**Vorliegender Text**
BERLIN (dpa) — Die Krise werde «nicht in wenigen Monaten vorüber­ge­hen», warnt der Kanzler. Der «histo­ri­schen Heraus­for­de­rung» will Scholz gemein­sam mit den Sozial­part­nern begeg­nen — zum Wie soll es im Herbst Ergeb­nis­se geben.

Bundes­re­gie­rung und Sozial­part­ner wollen im Schul­ter­schluss einen drohen­den Abschwung in Deutsch­land verhin­dern. «Die aktuel­le Krise wird nicht in wenigen Monaten vorüber­ge­hen», sagte Bundes­kanz­ler Olaf Scholz (SPD) nach dem Auftakt der konzer­tier­ten Aktion im Kanzler­amt in Berlin.

**Zu bearbeitende Datensätze**
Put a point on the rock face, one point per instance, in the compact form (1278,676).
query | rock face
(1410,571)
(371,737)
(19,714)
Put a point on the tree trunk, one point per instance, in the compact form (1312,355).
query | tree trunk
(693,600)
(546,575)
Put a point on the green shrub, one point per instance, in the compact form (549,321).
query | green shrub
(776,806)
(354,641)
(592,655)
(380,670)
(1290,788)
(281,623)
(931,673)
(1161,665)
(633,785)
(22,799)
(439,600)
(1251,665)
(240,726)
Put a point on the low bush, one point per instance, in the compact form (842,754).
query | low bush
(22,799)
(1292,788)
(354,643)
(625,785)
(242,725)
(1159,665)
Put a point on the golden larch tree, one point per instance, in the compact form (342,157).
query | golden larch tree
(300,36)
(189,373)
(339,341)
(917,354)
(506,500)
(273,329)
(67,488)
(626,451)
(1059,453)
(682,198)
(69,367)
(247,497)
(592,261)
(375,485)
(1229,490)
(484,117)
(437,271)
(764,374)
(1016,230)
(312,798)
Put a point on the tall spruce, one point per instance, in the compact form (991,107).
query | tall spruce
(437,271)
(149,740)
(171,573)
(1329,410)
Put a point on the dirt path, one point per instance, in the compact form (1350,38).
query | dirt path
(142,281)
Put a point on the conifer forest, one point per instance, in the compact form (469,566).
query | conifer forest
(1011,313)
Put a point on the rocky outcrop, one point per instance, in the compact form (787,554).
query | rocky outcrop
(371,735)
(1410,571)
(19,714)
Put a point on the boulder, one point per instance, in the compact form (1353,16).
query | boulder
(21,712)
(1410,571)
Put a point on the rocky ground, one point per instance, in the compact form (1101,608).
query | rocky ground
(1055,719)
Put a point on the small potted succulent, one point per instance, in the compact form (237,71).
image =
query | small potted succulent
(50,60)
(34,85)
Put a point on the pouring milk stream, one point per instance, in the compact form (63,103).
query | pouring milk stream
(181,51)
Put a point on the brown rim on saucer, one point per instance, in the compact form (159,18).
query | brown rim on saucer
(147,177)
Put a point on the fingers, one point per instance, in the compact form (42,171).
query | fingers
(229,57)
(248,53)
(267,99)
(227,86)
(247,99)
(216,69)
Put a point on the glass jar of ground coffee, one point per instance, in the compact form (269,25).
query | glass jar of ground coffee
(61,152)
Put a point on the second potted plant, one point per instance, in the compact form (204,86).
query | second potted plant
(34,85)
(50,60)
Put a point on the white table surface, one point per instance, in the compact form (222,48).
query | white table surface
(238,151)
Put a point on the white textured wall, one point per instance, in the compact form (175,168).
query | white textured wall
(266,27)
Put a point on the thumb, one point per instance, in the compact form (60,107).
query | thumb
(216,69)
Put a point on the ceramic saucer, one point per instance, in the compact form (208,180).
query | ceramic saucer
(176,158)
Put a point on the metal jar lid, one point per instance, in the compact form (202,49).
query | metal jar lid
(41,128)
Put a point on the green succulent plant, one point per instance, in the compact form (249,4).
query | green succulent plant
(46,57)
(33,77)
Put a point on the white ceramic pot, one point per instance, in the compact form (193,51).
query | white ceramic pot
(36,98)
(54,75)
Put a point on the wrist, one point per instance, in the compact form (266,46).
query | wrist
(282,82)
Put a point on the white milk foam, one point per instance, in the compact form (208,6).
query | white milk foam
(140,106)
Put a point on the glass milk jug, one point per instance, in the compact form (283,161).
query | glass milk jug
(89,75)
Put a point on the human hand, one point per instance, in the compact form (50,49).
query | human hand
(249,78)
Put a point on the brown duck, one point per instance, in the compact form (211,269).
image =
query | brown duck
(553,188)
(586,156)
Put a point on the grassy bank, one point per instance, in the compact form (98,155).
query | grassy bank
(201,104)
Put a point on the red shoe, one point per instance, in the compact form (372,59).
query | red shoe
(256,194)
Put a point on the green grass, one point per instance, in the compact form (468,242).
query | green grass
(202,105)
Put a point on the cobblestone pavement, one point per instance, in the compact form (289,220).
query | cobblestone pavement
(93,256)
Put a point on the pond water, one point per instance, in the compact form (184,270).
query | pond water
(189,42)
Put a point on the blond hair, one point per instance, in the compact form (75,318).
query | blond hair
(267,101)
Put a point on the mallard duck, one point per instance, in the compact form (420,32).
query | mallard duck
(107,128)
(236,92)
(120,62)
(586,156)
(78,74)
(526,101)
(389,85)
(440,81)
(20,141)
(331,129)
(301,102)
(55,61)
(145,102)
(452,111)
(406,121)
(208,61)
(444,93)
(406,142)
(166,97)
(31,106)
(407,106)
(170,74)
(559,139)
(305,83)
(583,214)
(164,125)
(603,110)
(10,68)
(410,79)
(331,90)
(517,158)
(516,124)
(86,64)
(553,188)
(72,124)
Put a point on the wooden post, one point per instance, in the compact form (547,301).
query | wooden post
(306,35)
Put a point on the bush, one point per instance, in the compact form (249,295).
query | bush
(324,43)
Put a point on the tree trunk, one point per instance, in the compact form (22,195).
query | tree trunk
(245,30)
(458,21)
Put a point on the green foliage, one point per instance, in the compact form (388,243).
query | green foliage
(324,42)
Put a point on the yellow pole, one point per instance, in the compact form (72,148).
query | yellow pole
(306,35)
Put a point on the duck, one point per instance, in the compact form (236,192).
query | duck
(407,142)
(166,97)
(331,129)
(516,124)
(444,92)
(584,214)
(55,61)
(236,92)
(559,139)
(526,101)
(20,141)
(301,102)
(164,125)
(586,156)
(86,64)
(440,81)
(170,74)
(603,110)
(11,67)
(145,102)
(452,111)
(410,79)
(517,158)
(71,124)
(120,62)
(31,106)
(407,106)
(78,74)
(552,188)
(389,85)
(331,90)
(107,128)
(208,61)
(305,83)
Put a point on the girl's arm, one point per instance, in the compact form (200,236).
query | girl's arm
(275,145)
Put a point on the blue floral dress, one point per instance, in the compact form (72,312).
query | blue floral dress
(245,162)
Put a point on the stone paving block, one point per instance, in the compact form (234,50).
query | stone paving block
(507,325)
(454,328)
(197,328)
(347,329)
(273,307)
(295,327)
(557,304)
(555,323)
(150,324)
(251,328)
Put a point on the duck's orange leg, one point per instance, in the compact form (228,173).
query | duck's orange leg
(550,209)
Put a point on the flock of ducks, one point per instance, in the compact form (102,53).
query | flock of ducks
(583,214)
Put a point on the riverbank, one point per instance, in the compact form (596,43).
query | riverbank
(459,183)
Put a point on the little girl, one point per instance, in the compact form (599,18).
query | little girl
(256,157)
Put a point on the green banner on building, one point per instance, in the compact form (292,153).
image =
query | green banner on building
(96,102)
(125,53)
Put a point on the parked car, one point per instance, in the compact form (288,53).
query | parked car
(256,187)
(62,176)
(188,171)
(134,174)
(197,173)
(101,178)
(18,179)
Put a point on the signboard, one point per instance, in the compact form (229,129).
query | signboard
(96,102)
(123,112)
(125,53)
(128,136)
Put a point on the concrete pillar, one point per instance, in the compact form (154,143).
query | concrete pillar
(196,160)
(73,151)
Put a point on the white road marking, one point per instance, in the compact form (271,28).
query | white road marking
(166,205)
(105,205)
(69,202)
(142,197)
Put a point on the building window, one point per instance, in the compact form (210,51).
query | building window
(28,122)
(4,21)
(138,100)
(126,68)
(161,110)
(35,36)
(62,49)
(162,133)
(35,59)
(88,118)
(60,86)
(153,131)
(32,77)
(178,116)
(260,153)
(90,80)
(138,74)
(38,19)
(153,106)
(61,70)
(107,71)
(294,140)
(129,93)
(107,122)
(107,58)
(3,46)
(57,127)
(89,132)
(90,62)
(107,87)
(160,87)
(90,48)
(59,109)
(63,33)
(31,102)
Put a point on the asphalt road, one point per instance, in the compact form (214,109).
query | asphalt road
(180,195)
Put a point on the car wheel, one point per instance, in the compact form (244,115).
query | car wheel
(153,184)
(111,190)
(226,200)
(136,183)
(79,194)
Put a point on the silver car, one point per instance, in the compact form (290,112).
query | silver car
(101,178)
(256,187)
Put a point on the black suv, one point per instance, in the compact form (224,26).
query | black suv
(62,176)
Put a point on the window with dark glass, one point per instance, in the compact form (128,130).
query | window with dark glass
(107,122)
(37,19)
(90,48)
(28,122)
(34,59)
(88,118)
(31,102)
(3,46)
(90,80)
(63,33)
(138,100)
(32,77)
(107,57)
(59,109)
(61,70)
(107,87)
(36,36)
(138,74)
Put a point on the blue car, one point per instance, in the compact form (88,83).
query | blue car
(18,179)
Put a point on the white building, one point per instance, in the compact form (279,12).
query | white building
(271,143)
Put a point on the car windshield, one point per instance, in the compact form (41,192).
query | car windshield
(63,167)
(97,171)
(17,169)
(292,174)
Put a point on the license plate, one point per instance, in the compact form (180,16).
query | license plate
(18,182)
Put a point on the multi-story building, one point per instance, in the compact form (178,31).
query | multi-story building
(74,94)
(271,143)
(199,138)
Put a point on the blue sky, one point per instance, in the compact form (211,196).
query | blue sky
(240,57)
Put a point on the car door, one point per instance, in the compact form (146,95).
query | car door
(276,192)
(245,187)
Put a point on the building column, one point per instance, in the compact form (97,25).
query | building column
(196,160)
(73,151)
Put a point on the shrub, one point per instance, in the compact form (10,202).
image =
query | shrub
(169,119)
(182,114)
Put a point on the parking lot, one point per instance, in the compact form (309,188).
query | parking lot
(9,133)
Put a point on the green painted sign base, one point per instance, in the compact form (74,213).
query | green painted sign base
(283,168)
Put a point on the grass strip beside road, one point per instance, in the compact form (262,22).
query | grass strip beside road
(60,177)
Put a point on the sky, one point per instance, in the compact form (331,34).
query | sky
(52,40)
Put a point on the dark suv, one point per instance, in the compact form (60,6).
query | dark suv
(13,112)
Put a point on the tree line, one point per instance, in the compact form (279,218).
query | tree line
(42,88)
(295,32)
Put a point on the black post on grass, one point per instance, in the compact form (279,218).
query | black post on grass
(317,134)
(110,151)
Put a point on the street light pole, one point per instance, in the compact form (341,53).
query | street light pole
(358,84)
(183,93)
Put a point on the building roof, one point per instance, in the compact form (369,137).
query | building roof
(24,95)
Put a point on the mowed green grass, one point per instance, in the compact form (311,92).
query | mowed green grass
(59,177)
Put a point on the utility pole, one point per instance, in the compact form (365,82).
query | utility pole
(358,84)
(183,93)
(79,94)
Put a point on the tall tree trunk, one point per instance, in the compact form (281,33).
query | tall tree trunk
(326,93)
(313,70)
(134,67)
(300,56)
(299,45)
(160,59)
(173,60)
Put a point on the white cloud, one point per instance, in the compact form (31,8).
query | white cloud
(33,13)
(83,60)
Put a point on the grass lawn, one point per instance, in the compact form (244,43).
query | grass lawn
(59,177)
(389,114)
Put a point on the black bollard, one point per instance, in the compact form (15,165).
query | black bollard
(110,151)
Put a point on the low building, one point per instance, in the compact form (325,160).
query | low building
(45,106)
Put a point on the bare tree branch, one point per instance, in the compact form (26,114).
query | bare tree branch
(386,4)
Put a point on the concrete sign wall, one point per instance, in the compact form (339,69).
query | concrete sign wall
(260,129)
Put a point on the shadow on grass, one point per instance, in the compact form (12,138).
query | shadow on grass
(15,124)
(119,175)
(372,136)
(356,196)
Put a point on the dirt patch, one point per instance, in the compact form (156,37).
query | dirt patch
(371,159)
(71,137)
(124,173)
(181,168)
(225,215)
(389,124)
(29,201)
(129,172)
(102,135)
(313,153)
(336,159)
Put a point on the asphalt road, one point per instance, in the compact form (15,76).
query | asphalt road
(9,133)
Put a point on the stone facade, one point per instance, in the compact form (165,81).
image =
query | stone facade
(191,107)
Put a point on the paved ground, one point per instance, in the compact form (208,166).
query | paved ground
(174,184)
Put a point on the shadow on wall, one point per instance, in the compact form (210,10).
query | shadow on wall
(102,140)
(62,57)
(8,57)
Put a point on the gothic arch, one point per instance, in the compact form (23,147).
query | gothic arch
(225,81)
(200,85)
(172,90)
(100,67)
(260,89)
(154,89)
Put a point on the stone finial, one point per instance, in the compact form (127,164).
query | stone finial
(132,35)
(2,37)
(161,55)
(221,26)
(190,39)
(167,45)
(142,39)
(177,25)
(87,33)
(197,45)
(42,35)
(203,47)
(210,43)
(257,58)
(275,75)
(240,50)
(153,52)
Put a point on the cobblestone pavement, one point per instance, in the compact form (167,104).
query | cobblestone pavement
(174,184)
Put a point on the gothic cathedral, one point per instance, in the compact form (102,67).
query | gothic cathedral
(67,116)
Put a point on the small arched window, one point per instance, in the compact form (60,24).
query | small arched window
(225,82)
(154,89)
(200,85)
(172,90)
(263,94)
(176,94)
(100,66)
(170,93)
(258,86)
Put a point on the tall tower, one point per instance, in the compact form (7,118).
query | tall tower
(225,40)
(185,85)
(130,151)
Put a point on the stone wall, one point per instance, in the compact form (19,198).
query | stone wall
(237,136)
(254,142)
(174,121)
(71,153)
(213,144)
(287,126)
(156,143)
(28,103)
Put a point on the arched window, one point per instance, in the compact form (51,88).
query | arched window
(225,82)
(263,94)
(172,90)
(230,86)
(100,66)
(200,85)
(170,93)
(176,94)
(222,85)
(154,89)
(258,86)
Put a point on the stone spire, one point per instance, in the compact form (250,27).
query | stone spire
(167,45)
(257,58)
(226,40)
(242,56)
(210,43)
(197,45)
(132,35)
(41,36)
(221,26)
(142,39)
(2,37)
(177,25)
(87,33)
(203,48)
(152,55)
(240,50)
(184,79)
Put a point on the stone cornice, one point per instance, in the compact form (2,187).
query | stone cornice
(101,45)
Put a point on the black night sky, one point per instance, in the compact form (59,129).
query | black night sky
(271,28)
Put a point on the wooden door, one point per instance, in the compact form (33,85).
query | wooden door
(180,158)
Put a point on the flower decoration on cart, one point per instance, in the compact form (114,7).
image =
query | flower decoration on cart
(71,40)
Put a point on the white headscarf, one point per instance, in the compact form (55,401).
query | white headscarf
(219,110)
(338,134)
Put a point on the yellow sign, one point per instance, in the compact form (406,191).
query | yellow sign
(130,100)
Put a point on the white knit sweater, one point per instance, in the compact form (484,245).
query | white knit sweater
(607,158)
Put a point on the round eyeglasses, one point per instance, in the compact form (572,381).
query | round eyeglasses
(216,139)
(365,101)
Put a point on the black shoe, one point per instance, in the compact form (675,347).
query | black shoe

**Aufgabenstellung**
**a)** Prüfe für jede der folgenden Aussagen, ob sie mit dem vorliegenden Text übereinstimmt, und antworte jeweils mit Ja oder Nein samt den entscheidenden Worten des Textes als wörtlichem Zitat. (i) Scholz äußerte sich nach dem Auftakt der konzertierten Aktion im Kanzleramt in Berlin. (ii) Scholz erwartet, dass die aktuelle Krise in wenigen Monaten vorübergeht. (iii) Die Bundesregierung will einen drohenden Abschwung ohne die Sozialpartner verhindern.
**b)** Zähle die Zeilen der Datensätze, in denen die Zeichenfolge "story" vorkommt, und gib nur die Anzahl an.

**Antworten der Reihe**
**a)**
(i) Ja: „sagte Bundes­kanz­ler Olaf Scholz (SPD) nach dem Auftakt der konzer­tier­ten Aktion im Kanzler­amt in Berlin“
(ii) Nein: „Die aktuel­le Krise wird nicht in wenigen Monaten vorüber­ge­hen“
(iii) Nein: „Bundes­re­gie­rung und Sozial­part­ner wollen im Schul­ter­schluss einen drohen­den Abschwung in Deutsch­land verhin­dern“

**b)** 2